Critical texts, Italy, Firenze, 07 June 2009
In these most recent works by Eva Rorandelli (Florence, 1977), a sequence of sinuous and attractive well-dressed female figures traipse through each canvas with a starkly unemotional and mildly provocative assurance amidst languid undulating blobs of stylized textures evocative of human tissue. Consciously referencing a history of representation spanning Giotto to Italian contemporaries such as Vanessa Beecroft and Margherita Manzelli, these latest works by the Italian former model draw on her classical training with layered folds of resonant color to become abstract interpretations of our technological subconscious.

This exhibition, titled Subliminal Figurations, presents 16 new canvases depicting an all-female world. In them, Rorandelli employs a delicate style of subject-oriented realism to comment on the changing roles of history and identity in contemporary life. Centered in each composition and often meeting the viewer's gaze directly (if not flippantly ignoring it), her figures evoke an idealized beauty that, while observably influenced by the language of fashion publicity, are more akin to the inspired traditions of Pontormo and the Florentine Mannerists revived for the purposes of contemporary discourse.

Since Rorandelli first moved from Italy to the United States her work has undergone a remarkable transformation. Having studied painting in Florence from a young age, attending the Accademia di Belle Arte di Firenze following an apprenticeship in the studio of master Italian landscape painter Italo Pettinato, her early work focused on landscapes in oil with respect for tradition. Both methodologies of teaching stressed a figurative formality driving a clear ideological distinction between divergent schools of contemporary artistic practice, favoring a rigorous form of realism over what was perceived as the Americanized influence and degeneration of contemporary art dominated by commercialized conceptual marketeering.

Yet despite this schooling, Rorandelli's work has always reflected a passion for the colorful and intricate contradictions of modern life. Her initial reactions to the bleak Italian quarter of Brooklyn where she soon found herself were expressionistic and vivid, depicting, for the most part, scenes of vibrant objects such as paint cans, brushes, shoes, books and disembodied trees, often standing in front of the skyscrapers of the Manhattan skyline. Several years later, her first major series of large format canvases—exhibited at Palazzo Morana in Trapani, Sicily, and titled Electroshock—contained wild abstractions of colorful shapes inspired by the multitudes of objects discarded on the streets of New York. The result was not simply a celebration of abstraction, but a profound foray into the machinery of our imminent posthuman future.

### Stated goal:
Summarize the text on Eva Rorandelli's paintings in two sentences. Work only from the text on Eva Rorandelli's paintings.

### Raw data:
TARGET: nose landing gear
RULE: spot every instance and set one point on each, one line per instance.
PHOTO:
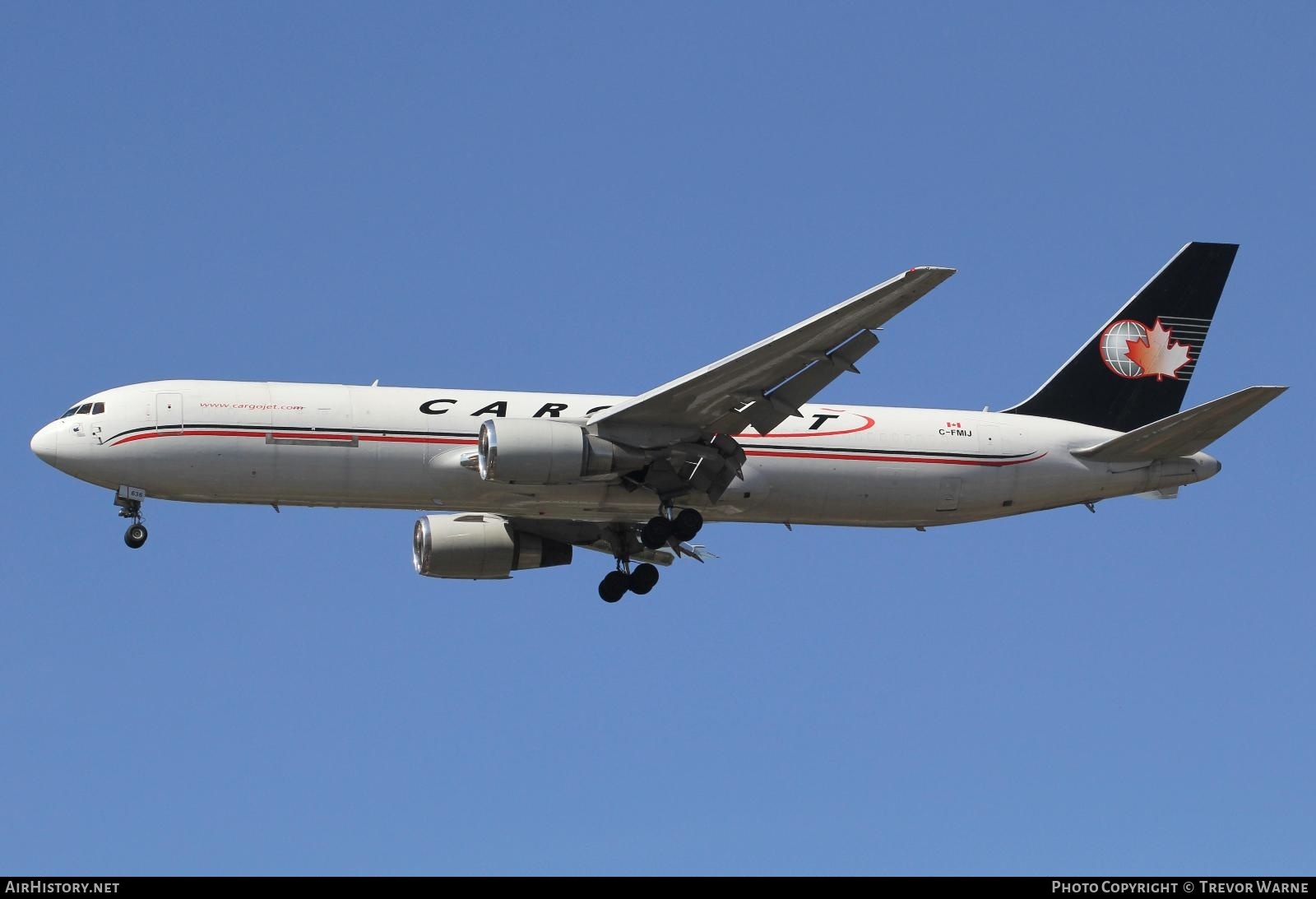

...

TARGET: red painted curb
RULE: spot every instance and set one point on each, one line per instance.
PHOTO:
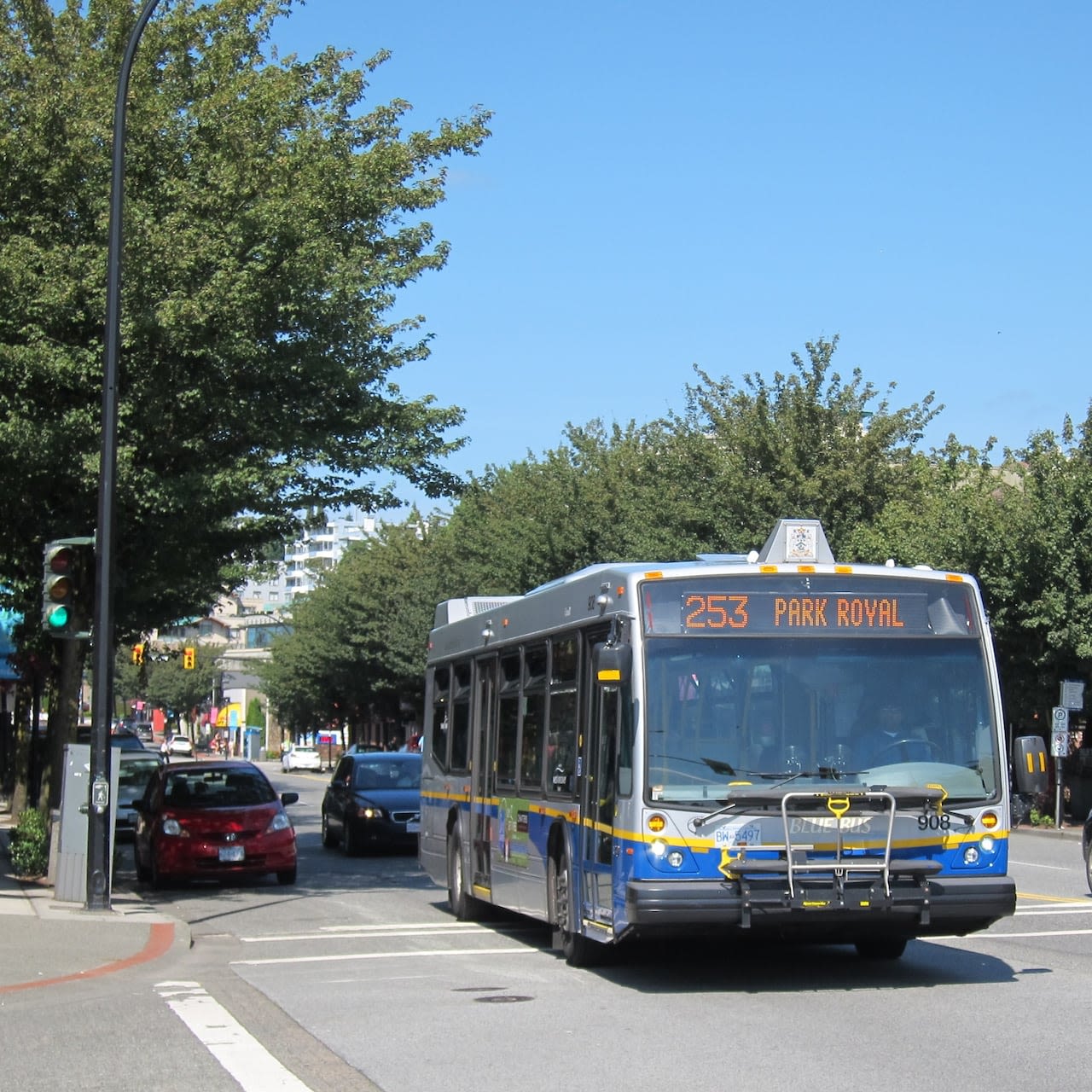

==

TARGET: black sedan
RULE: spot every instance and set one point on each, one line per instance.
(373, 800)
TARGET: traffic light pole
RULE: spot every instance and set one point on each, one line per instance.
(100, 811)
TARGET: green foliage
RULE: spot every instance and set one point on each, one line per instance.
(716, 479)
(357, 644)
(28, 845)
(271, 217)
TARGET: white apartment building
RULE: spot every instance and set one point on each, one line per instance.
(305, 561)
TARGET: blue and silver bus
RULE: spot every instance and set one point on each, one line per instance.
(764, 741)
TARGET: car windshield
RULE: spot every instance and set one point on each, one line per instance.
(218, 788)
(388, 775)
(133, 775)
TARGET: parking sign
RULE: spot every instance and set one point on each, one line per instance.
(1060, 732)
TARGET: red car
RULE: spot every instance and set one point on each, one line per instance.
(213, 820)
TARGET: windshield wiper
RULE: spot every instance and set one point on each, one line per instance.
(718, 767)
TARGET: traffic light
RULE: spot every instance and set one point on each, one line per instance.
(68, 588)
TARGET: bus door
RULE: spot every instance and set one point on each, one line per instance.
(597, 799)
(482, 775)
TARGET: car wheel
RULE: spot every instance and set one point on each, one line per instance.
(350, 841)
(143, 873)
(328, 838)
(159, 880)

### Solution to this exercise:
Eva Rorandelli's exhibition Subliminal Figurations presents 16 new canvases of well-dressed female figures in an all-female world, drawing on her classical training and on a tradition running from Giotto to Pontormo and the Florentine Mannerists. Trained in Florence in landscape painting and rigorous realism, she moved to the United States, where her work shifted to vivid Brooklyn scenes of objects and then to the abstract Electroshock series inspired by objects discarded on New York streets.